* BEGIN EXCERPT *

I spent a considerable part of this Sunday morning reading the latest issue of the New Yorker Magazine (a particularly excellent issue, I might add), and as my lens on life is clearly psychological, I could not help but note that in every article, the psychology of the actors was the prevalent (if not always mentioned) topic at hand. Be it in regards to the Dalai Lama’s form of leadership and consultation of oracles in order to make decisions, or Mark Zuckerberg’s desire to be a part of the in-crowd and struggle with understanding power that led him to create Facebook, one can note the personal psychology that moves each of us in different directions and — often without our conscious choice — rules our lives.
This fact was most apparent in the story about Rachel Yould entitled The Scholar, by Jeffrey Toobin. Rachel was a beautiful, charismatic and brilliant young woman. She was extremely high achieving in seemingly everything she did throughout her young career, but she then seemingly reached a point where she was unable to accomplish her goals and began investing only in acting-as-if, with greater and greater plans set for herself and her future and less and less actually achieved.
While at Oxford, Yould struggled to complete even chapters of her dissertation, failed to impress her professors, and began to conceive of schemes by which she could borrow more and more money from the US government in student loans while continuing to press forward on her ambitions. Living off of enormous debt, she resurrected a journal called the Oxford International Review and found her way into interview a number of esteemed international players, including Colin Powell, Madeleine Albright, Hamid Karzai, Norman Schwarzkopf, and Wesley Clark. But, as Toobin reports, the O.I.R never amounted to much beyond a confused, bloated publication, overflowing at every end from un-edited material and ideas of grandeur. As Yould’s now ex-husband comments: “She had very big plans for O.I.R., and I don’t really understand what those plans were. She just blew it way out of proportion. I saw it as a scholarly journal, but then she wanted [to] take it further into an organization where students from around the world had a change to get together and share thoughts. I didn’t get it.”

* END EXCERPT *

INSTRUCTIONS:
a) Answer these questions about the essay on the New Yorker issue:
(i) On what day did the writer read the issue?
(ii) Who wrote the story about Rachel Yould?
(iii) Which journal did Yould resurrect while at Oxford?
b) Summarize the essay on the New Yorker issue in two sentences.

* BEGIN DATA RECORDS *

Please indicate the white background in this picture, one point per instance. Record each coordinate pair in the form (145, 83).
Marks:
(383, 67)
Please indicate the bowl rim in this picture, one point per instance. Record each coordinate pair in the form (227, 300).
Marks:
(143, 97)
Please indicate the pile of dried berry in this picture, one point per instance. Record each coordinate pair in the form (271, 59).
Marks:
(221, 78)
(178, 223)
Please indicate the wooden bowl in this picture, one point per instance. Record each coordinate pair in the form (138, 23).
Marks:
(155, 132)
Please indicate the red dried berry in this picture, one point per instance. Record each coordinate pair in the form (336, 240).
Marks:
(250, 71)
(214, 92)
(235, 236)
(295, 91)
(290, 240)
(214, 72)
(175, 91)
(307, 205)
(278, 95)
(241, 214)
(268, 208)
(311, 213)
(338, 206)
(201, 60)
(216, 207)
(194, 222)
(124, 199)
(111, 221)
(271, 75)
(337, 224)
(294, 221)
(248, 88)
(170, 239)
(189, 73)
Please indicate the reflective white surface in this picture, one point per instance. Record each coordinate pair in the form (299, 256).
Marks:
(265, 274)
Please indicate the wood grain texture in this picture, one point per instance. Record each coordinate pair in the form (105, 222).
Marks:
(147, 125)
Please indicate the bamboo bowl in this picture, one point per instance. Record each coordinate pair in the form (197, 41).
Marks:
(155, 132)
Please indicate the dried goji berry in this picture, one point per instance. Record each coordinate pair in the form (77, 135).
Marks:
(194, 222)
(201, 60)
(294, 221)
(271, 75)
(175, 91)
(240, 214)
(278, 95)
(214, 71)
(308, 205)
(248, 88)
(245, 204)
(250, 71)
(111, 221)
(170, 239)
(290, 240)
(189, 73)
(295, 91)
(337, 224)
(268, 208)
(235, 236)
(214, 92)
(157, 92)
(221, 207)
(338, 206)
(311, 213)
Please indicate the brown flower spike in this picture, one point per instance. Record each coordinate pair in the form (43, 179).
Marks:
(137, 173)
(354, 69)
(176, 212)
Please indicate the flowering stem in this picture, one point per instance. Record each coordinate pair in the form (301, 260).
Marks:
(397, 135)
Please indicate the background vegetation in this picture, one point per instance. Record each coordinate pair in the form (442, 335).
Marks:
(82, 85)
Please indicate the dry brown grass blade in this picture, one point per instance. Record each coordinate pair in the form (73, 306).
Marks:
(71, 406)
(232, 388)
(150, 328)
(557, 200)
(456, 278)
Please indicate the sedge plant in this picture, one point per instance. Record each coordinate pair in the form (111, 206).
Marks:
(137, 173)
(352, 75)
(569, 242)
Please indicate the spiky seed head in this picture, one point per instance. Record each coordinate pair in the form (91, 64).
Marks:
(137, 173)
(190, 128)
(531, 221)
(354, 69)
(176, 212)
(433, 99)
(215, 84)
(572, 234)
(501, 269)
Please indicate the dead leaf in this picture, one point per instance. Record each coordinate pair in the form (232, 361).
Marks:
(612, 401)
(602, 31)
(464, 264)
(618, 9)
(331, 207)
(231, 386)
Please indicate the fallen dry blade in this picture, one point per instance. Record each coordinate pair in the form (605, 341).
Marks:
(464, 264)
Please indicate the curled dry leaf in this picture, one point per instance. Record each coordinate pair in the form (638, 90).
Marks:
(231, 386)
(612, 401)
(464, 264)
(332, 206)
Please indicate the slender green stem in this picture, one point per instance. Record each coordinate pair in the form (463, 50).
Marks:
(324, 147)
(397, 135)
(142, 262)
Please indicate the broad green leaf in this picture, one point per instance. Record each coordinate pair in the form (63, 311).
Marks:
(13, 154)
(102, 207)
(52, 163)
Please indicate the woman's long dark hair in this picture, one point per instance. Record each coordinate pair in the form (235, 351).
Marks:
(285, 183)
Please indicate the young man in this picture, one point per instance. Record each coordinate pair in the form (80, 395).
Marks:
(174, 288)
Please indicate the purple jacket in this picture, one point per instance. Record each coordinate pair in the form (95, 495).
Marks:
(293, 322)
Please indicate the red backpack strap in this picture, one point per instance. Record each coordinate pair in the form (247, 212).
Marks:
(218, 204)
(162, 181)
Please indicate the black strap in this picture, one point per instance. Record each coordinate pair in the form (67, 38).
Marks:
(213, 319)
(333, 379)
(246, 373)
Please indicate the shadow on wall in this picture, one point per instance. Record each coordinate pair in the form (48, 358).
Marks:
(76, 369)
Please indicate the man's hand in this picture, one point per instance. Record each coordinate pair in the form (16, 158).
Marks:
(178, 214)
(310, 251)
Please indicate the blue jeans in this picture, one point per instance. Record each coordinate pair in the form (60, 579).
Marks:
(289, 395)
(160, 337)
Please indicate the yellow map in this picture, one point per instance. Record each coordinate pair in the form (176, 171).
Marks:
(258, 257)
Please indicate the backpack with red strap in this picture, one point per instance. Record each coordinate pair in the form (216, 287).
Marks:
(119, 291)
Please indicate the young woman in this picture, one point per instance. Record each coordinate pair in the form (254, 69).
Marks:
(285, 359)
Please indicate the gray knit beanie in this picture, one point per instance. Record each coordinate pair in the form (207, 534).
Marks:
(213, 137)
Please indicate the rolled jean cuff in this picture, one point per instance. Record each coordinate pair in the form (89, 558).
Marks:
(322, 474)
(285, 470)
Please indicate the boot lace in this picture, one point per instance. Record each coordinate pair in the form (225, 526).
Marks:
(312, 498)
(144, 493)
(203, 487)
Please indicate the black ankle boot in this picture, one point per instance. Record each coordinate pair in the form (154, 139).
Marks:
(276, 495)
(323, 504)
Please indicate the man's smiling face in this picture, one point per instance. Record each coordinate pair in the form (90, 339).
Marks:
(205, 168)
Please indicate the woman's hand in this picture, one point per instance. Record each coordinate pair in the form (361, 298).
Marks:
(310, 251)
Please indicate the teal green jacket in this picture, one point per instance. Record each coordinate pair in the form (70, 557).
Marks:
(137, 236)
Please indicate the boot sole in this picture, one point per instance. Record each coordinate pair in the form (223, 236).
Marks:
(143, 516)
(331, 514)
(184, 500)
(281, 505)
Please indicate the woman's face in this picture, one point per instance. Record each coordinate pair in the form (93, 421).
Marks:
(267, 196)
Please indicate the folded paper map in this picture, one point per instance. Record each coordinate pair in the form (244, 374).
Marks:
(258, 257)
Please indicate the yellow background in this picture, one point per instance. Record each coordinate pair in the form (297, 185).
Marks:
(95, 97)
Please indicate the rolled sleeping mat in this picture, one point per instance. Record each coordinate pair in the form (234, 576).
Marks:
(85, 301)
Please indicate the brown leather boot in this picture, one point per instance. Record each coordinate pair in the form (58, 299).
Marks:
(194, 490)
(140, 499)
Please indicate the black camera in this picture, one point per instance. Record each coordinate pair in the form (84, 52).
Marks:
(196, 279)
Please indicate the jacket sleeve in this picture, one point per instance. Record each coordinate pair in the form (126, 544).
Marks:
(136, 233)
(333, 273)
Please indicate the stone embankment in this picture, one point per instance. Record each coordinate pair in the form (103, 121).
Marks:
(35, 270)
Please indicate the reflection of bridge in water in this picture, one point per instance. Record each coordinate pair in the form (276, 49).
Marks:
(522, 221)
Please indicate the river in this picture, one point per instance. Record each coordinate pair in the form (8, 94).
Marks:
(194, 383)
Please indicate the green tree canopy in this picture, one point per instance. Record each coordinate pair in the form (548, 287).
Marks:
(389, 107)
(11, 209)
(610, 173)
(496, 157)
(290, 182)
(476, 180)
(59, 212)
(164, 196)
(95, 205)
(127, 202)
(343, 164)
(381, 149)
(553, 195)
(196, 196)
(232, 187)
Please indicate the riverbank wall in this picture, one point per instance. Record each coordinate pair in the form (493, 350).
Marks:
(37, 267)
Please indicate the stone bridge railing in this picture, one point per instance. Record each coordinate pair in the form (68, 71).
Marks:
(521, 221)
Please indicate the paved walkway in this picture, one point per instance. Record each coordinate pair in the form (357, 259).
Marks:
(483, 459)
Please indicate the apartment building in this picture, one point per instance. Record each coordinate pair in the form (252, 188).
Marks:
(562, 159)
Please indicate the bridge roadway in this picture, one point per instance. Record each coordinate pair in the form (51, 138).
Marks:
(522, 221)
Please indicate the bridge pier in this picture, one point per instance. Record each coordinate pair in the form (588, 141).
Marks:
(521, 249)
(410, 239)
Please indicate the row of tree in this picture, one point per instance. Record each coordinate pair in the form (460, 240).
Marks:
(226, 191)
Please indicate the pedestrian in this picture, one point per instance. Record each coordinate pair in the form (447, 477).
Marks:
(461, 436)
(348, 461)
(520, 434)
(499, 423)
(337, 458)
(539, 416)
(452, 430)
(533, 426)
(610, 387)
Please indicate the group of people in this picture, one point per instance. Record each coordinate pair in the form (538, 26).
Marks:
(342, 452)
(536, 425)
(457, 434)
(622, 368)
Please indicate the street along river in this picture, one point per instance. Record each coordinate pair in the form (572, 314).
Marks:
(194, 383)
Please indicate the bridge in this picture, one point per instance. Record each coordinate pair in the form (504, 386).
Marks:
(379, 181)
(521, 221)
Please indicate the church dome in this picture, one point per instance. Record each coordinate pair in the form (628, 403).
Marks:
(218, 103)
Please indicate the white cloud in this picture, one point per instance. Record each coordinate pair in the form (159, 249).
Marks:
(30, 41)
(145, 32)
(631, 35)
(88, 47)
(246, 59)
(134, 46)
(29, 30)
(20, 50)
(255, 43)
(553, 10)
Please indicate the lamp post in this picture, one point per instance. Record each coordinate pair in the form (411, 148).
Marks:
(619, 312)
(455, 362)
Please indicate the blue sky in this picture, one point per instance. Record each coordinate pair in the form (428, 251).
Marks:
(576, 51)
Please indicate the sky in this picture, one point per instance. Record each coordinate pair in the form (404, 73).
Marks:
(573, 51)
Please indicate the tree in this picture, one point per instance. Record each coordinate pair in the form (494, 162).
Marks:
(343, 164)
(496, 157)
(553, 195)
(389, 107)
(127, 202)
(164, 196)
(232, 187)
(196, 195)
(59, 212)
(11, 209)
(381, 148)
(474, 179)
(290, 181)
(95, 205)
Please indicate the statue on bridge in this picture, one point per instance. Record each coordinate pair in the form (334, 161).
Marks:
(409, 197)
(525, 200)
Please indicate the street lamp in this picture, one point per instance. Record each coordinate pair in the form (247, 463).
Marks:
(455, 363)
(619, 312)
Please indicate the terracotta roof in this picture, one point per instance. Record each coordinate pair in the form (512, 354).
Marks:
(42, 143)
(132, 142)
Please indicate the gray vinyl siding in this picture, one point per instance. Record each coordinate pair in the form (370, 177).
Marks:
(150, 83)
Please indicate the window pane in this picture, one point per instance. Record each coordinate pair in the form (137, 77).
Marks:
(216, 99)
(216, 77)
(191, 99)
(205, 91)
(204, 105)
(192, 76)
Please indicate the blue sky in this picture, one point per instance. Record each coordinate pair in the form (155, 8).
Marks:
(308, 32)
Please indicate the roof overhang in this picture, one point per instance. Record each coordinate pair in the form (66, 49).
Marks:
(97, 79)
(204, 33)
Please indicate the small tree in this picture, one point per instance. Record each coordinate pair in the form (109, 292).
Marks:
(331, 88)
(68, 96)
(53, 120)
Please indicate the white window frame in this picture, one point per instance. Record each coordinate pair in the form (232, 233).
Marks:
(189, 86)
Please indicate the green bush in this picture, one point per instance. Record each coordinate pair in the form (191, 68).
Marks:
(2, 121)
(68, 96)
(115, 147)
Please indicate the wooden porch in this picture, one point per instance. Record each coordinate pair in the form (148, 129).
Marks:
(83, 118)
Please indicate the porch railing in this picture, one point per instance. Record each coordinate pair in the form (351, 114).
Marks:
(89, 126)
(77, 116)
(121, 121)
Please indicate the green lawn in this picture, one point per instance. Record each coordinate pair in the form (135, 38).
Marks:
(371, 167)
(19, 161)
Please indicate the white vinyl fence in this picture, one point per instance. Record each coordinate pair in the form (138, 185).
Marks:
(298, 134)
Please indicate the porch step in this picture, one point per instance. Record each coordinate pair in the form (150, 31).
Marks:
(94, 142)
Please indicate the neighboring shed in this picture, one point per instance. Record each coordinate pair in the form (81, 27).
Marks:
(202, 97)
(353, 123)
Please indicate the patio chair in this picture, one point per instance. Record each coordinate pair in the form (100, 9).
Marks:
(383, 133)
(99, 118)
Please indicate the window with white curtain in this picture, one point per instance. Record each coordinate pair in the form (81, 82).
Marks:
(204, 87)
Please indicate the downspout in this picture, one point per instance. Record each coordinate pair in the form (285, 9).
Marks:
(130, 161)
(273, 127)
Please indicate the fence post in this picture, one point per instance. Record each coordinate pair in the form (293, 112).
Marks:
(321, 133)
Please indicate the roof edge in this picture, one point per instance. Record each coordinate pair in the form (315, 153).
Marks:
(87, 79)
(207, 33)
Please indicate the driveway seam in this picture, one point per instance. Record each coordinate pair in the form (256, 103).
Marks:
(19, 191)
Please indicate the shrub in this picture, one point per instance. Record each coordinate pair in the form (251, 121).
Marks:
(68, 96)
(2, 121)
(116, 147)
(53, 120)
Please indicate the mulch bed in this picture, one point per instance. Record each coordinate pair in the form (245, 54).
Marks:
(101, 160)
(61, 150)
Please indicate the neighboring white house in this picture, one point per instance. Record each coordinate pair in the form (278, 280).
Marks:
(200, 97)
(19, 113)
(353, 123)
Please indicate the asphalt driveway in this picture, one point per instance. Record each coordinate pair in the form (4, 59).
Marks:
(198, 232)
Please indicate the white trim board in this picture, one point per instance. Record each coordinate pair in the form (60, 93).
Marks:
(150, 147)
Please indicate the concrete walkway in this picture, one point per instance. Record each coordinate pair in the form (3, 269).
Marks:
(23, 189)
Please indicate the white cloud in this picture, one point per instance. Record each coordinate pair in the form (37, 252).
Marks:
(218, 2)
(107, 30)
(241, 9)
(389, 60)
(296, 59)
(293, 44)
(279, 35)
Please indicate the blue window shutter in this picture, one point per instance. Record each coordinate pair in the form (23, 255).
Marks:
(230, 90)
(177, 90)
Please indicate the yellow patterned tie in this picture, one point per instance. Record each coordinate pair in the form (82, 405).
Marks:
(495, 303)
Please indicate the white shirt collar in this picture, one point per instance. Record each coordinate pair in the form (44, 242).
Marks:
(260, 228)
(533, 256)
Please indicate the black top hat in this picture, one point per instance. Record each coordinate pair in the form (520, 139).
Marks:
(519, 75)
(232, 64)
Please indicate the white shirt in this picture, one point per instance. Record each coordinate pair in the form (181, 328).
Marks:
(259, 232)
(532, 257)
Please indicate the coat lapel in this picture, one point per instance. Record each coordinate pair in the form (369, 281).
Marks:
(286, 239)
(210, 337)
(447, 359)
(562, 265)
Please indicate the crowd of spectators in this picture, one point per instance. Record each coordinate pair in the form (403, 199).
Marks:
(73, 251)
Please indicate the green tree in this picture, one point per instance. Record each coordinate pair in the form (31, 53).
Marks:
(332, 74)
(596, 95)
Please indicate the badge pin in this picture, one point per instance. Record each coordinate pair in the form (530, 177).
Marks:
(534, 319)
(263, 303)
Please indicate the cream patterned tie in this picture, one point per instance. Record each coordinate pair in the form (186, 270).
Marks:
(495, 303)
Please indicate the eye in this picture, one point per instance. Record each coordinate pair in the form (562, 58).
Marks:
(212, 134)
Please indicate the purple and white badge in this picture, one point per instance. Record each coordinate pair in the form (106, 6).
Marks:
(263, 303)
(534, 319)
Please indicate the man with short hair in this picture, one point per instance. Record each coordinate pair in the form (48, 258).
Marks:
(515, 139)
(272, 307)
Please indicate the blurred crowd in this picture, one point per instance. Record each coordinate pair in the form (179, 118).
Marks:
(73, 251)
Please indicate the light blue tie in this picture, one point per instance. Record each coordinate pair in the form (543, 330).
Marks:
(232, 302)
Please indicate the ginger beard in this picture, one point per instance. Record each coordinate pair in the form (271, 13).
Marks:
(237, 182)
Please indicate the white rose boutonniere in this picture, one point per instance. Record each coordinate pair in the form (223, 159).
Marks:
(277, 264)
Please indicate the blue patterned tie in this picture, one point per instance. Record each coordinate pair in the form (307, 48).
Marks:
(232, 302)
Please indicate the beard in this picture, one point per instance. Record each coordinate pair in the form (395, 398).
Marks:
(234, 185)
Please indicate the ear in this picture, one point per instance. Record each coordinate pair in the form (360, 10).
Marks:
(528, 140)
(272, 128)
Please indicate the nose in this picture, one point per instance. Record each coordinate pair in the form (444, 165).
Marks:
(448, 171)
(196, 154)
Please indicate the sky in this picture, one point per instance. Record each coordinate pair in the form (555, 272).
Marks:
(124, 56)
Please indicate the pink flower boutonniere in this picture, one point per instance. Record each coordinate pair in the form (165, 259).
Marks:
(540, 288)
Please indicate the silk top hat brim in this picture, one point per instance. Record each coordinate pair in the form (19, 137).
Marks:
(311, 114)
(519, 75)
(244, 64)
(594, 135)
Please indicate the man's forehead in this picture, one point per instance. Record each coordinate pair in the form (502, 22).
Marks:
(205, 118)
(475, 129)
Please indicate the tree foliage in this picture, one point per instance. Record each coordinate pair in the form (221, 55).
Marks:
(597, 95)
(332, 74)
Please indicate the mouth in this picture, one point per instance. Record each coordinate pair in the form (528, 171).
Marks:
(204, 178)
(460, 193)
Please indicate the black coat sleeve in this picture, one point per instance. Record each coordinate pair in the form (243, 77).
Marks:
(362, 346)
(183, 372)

* END DATA RECORDS *

WRITTEN ANSWERS:
a)
(i) Sunday.
(ii) Jeffrey Toobin.
(iii) The Oxford International Review.

b) Reading a recent issue of the New Yorker, the writer notes that the psychology of the people involved was the prevalent topic in every article, and that this was most apparent in Jeffrey Toobin's story about Rachel Yould. Yould was a brilliant, high-achieving young woman who, at Oxford, struggled to complete her dissertation and lived off enormous student-loan debt while resurrecting a journal that never amounted to much beyond a confused, bloated publication.